→ Problems and tasks:
A: Copy word for word the lines of the listing from the one containing "If you could spot the flying" through the last line of the listing, including both ends.
B: Continue the forum thread about GitHub buttons from the point where it stops.

→ Excerpt:

I won't use shadow DOM because it is not a stable standard and only Chrome based browsers currently support it by default. It still has a long way to go.

And it's entirely possible that a user open links in your admin panel in new tabs, and that would create new sessions for sessionStorage.

Speaking of overhead caused by individual requests - those happen mostly in parallel if you look at timeline, so not really a big deal.

optimalisatie commented 6 years ago

A dynamic iframe may be the best solution for performance and compatibility. It would enable to include the buttons.js code inline to potentially draw the buttons with zero requests. It would enable to use the buttons more efficiently in a offline app or progressive web app. It would also reduce the amount of code so it would lead to the best performance possible.

In regards to the timeline. I can imagine Github buttons being used on more advanced apps. Every CPU cycle may count in those areas so for developers the less CPU is used, the better. Requests are very heavy to process, especially on mobile devices. It causes a great overhead. As an example, Google uses localStorage to cache assets in favor of simply using browser cache.

Tests by Google and Bing have shown that there are performance benefits to caching assets in localStorage (especially on mobile) when compared to simply reading and writing from the standard browser cache. http://www.stevesouders.com/blog/2011/03/28/storager-case-study-bing-google/ https://addyosmani.com/basket.js/

If you want to optimize for CPU availability in heavy / critical apps where the buttons may be used, you could take a look at requestIdleCallback. It will ensure that the buttons will never get in the way of the app / website user. setTimeout(..,0) could make it work cross browser. It could be combined with requestanimationframe for optimal render performance.

https://developers.google.com/web/updates/2015/08/using-requestidlecallback

In regards to sessionStorage. I suggested it from your perspective as it would cost less time and it may be a sufficient solution. If just 50% of traffic could be reduced it would make a big difference. Together with the conditional requests it may be sufficient to solve the main issue (exceeding API rate limit, users being blocked from Github API).

localStorage + management would be a much better solution but it will cost more time to create a solution with the best efficiency and least amount of code.

In regards to a potential implementation. It may be an option to make it a non critical feature that simply provides caching 'if it works' and otherwise uses Github API requests. This could make management simple. If there is a quota issue, it would be possible to simply ignore it and load from a regular request. It would be up to the website owner / developer to manage the localStorage cache. Button counts do not take significant space so it may not require cleanup.

ntkme commented 6 years ago

A dynamic iframe

If I understand you correctly, you mean an implementation like mdo/github-buttons, which uses a single HTML containing embedded <script> and <style> tags.

There is a reason to NOT do so. First, such <iframe> cannot be automatically sized, with the content being dynamic, you have to give a size that’s slightly larger than the actual content to give it some space to grow. For example, a different may render a wider content, going from 99 stars to 100 stars will results in a wider content, etc. But your <iframe> width has to be hard coded, which is annoying.

To automatically size an <iframe>, it has to be a same-origin <iframe>. But same-origin <iframe> could be accidentally altered by parent page JavaScript. That’s why we have the current solution:

  1. Load buttons.js on parent page.

→ Exercise input:
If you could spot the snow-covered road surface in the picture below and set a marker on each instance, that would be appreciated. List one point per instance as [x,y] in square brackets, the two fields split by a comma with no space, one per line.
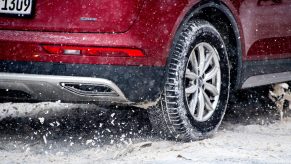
[66,133]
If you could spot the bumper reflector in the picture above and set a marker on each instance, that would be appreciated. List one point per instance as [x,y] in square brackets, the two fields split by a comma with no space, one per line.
[93,51]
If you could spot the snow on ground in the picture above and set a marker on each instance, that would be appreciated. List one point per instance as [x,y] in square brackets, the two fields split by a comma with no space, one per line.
[66,133]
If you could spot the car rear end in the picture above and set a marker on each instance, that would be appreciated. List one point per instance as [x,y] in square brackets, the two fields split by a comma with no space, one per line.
[75,51]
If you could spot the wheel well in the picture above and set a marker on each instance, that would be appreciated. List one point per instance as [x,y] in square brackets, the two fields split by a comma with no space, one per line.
[220,20]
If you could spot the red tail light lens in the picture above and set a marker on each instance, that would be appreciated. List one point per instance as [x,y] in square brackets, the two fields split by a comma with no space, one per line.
[93,51]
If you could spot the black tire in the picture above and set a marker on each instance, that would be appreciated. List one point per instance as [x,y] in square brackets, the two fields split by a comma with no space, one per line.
[171,117]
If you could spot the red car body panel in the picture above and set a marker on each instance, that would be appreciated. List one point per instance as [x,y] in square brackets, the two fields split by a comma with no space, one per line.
[78,16]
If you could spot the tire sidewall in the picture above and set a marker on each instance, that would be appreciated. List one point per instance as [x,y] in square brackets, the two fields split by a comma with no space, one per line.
[191,36]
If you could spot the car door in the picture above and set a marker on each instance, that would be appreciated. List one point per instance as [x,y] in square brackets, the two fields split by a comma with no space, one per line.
[266,26]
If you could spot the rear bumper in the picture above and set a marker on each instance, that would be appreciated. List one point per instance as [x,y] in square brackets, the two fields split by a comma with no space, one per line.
[52,82]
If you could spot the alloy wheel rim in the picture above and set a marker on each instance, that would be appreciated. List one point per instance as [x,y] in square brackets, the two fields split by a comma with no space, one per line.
[202,81]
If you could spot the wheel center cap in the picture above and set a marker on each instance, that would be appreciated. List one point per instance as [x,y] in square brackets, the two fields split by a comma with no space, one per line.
[200,82]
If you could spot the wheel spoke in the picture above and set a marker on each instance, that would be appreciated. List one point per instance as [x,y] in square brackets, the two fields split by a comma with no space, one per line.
[191,89]
[211,73]
[191,75]
[193,103]
[207,62]
[194,62]
[201,106]
[208,104]
[201,59]
[211,88]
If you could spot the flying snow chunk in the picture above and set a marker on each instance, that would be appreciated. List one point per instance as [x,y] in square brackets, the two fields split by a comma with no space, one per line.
[41,120]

→ Answers to the exercises:
A:
If you could spot the flying snow chunk in the picture above and set a marker on each instance, that would be appreciated. List one point per instance as [x,y] in square brackets, the two fields split by a comma with no space, one per line.
[41,120]

B:
  2. buttons.js create a same-origin <iframe>, and render it with an embedded HTML string.
  3. The embedded HTML string will load the same buttons.js from cache, and render the button.
  4. Once button is render, get and save its dimensions.
  5. Reload the <iframe> with buttons.html instead of HTML string. This will be cross-origin.
  6. Set the <iframe> size to be exact dimensions saved in step 4.

Given these steps, if you try to bundle JavaScript / CSS into HTML, it actually increases traffic. Bundling CSS into JavaScript is the only place that could give a little performance benefit.

If you really care that tiny bit of loading speed, make a fork and skip step 5, so that you can bundle HTML & CSS into JavaScript.

more advanced apps

Most of advanced web apps today are single page apps. They don’t reload the page thus buttons on the page is just a one time thing. Not so much meanings in optimizing it.

requestIdleCallback

Experimental API, so NO. Using setTimeout to make code execute asynchronously? I already use async as much as possible, expect for parts that are not necessary.

I won’t use experimental technology in production unless it’s widely supported and stable enough. Even if it can be fallback with code that’s more compatible, unless the benefit is significant, I’d rather wait for the API to be widely supported.

Conditional requests with XHR/CORS

First, unlike JSON-P which is essentially a <script>, XHR is isolated from page load event. When XHR load event is triggered, the callback has not been triggered, but in JSON-P, the load event means callback is already finished. And same for the error event.

Those are all extra layers of complexity, but I at least I can live with those, and I already have an experimental implementation of this.

localStorage / sessionStorage

This is where I get uncomfortable. We make compromises all the time in web dev, but I don’t like making compromises saying maybe that’s good enough. I respect users' privacy (and care about the overhead) so I don't collect usage data for analysis, how could I know it's good enough even with experiments.


Going back to your admin panel example, as a compromise, the easiest solution would be disable the dynamic count. And if you really care about performance, put a static button directly on the page.


I’m open to ideas. As always, Pull Requests are very welcome.

optimalisatie commented 6 years ago

I just wanted to provide some ideas to consider. I understand that it may not be applicable for github-buttons. Besides the API limit / caching issue the buttons load fast and look professional/authentic.

We will be using the buttons on WordPress admin pages that are actively browsed by website creators during performance optimization.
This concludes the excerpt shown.